Entries from a dataset:
** START **

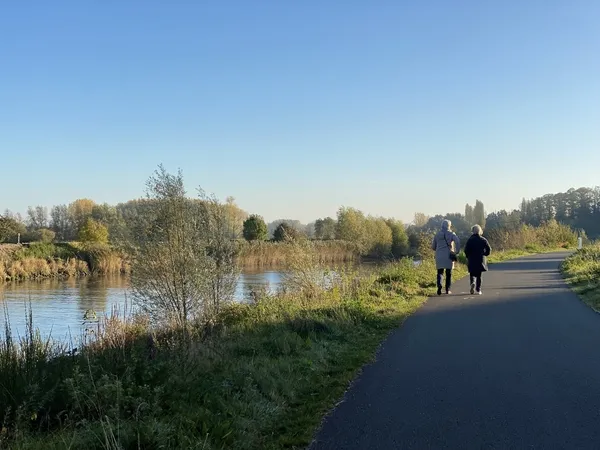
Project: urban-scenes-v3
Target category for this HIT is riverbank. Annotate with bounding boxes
[237,240,360,269]
[0,242,129,282]
[0,255,463,449]
[0,241,360,282]
[561,244,600,312]
[0,244,576,449]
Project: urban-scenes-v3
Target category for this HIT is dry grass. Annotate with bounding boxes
[237,241,359,269]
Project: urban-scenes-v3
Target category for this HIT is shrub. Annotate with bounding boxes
[273,222,300,242]
[79,217,108,244]
[243,214,269,241]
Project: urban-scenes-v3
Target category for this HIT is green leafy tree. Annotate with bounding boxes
[68,198,96,230]
[243,214,269,241]
[315,217,336,240]
[386,219,410,258]
[336,207,366,244]
[465,203,475,226]
[0,214,27,243]
[273,222,300,242]
[127,166,237,330]
[79,217,108,244]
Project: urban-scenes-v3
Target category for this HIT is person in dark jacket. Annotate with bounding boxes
[465,225,492,295]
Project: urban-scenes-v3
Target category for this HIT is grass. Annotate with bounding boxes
[0,255,464,450]
[0,237,576,450]
[561,244,600,312]
[0,242,129,282]
[238,241,358,268]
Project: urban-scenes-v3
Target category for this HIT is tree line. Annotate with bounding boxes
[0,187,600,257]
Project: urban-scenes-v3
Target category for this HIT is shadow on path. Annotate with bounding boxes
[310,251,600,450]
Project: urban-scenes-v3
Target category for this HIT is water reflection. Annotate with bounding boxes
[0,264,396,341]
[0,271,282,341]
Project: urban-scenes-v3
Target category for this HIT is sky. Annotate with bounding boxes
[0,0,600,223]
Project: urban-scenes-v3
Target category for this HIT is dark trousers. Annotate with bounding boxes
[469,272,481,291]
[437,269,452,290]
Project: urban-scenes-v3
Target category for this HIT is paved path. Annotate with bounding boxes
[311,253,600,450]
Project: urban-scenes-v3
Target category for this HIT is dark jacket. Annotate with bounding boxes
[465,234,492,273]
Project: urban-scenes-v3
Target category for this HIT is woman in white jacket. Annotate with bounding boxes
[431,219,460,295]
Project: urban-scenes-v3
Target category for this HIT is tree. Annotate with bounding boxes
[128,166,237,330]
[315,217,336,240]
[68,198,96,231]
[273,222,300,242]
[0,214,27,243]
[50,205,75,241]
[465,203,475,226]
[386,219,410,258]
[79,217,108,244]
[473,200,486,228]
[27,206,48,230]
[335,207,366,245]
[413,213,429,228]
[267,219,306,237]
[361,217,393,258]
[223,197,248,239]
[243,214,269,241]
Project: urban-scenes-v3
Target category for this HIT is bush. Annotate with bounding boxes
[273,222,300,242]
[243,214,269,241]
[79,217,108,244]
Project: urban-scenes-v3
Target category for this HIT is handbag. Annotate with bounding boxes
[443,231,458,262]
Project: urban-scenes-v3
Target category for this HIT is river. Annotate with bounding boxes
[0,271,282,341]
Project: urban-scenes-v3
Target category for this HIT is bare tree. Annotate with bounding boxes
[129,166,237,328]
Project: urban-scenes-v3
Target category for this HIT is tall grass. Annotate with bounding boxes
[0,242,129,282]
[561,243,600,312]
[237,241,358,268]
[0,248,454,450]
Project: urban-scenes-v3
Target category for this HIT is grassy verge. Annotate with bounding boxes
[0,260,464,450]
[561,244,600,312]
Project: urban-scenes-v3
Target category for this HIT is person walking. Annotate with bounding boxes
[465,225,492,295]
[431,219,460,295]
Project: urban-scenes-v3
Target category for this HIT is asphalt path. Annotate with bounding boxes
[310,253,600,450]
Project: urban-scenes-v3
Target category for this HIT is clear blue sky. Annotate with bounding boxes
[0,0,600,222]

** END **

Exercise details: Reproduce the text lines of all the entries above verbatim, leaving out the pictures.

Output of the task:
Project: urban-scenes-v3
Target category for this HIT is riverbank. Annotate with bounding boxes
[237,240,360,269]
[0,242,129,282]
[0,255,463,449]
[0,241,360,282]
[561,244,600,312]
[0,244,576,449]
Project: urban-scenes-v3
Target category for this HIT is dry grass. Annotate with bounding boxes
[237,241,359,269]
Project: urban-scenes-v3
Target category for this HIT is shrub. Annotate with bounding boxes
[273,222,300,242]
[79,217,108,244]
[243,214,269,241]
Project: urban-scenes-v3
Target category for this HIT is green leafy tree. Annotate with bounding boxes
[68,198,96,230]
[243,214,269,241]
[315,217,336,240]
[386,219,410,258]
[336,207,366,244]
[465,203,475,226]
[0,214,27,243]
[273,222,300,242]
[127,166,237,330]
[79,217,108,244]
Project: urban-scenes-v3
Target category for this HIT is person in dark jacket. Annotate with bounding boxes
[465,225,492,295]
Project: urban-scenes-v3
Target category for this HIT is grass. Annotate with bounding boxes
[0,255,464,450]
[0,237,576,450]
[561,244,600,312]
[0,242,129,282]
[238,241,358,268]
Project: urban-scenes-v3
Target category for this HIT is tree line. Annotate with bounding boxes
[0,187,600,257]
Project: urban-scenes-v3
Target category for this HIT is shadow on path. Annotate with bounding boxes
[310,251,600,450]
Project: urban-scenes-v3
Target category for this HIT is water reflection. Annotate with bounding boxes
[0,264,396,341]
[0,271,282,341]
Project: urban-scenes-v3
Target category for this HIT is sky. Annotate with bounding boxes
[0,0,600,223]
Project: urban-scenes-v3
Target category for this HIT is dark trousers. Annotate with bounding boxes
[469,272,481,291]
[437,269,452,290]
Project: urban-scenes-v3
Target category for this HIT is paved path. Annotate with bounding boxes
[311,253,600,450]
Project: urban-scenes-v3
Target category for this HIT is dark jacket. Annotate with bounding boxes
[465,234,492,273]
Project: urban-scenes-v3
Target category for this HIT is woman in white jacket. Annotate with bounding boxes
[431,219,460,295]
Project: urban-scenes-v3
Target category for this HIT is tree. Annotate with bounding boxes
[128,166,237,330]
[315,217,336,240]
[68,198,96,231]
[273,222,300,242]
[0,214,27,243]
[50,205,75,241]
[465,203,475,226]
[386,219,410,258]
[79,217,108,244]
[473,200,486,228]
[27,206,48,230]
[335,207,366,245]
[413,213,429,228]
[267,219,306,237]
[361,217,393,258]
[223,197,248,239]
[243,214,269,241]
Project: urban-scenes-v3
Target category for this HIT is bush. Annotate with bounding boxes
[273,222,300,242]
[243,214,269,241]
[79,217,108,244]
Project: urban-scenes-v3
Target category for this HIT is handbag. Annotate with bounding boxes
[443,231,458,262]
Project: urban-scenes-v3
Target category for this HIT is river. Annotate with bounding boxes
[0,271,282,341]
Project: urban-scenes-v3
Target category for this HIT is bare tree. Annotate with bounding boxes
[129,166,237,328]
Project: urban-scenes-v3
Target category for this HIT is tall grass. Annotate with bounding boxes
[0,242,129,282]
[561,243,600,312]
[237,241,358,268]
[0,248,454,450]
Project: urban-scenes-v3
Target category for this HIT is grassy verge. Annotate with bounding boxes
[0,260,464,450]
[561,244,600,312]
Project: urban-scenes-v3
Target category for this HIT is person walking. Annotate with bounding boxes
[465,225,492,295]
[431,219,460,295]
Project: urban-scenes-v3
Target category for this HIT is asphalt path. Annotate with bounding boxes
[310,253,600,450]
Project: urban-scenes-v3
Target category for this HIT is clear blue sky. Annotate with bounding boxes
[0,0,600,222]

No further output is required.